- _Required task_
Could you copy out every line of the records below, requests included, with each coordinate in the answers multiplied by 1.25 and rounded to a whole number, halves going up?
═══ Input ═══
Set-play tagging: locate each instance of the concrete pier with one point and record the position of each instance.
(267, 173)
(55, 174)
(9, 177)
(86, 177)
═══
- _Solution for this exercise_
Set-play tagging: locate each instance of the concrete pier with one point and record the position of each instance.
(334, 216)
(69, 218)
(11, 221)
(108, 221)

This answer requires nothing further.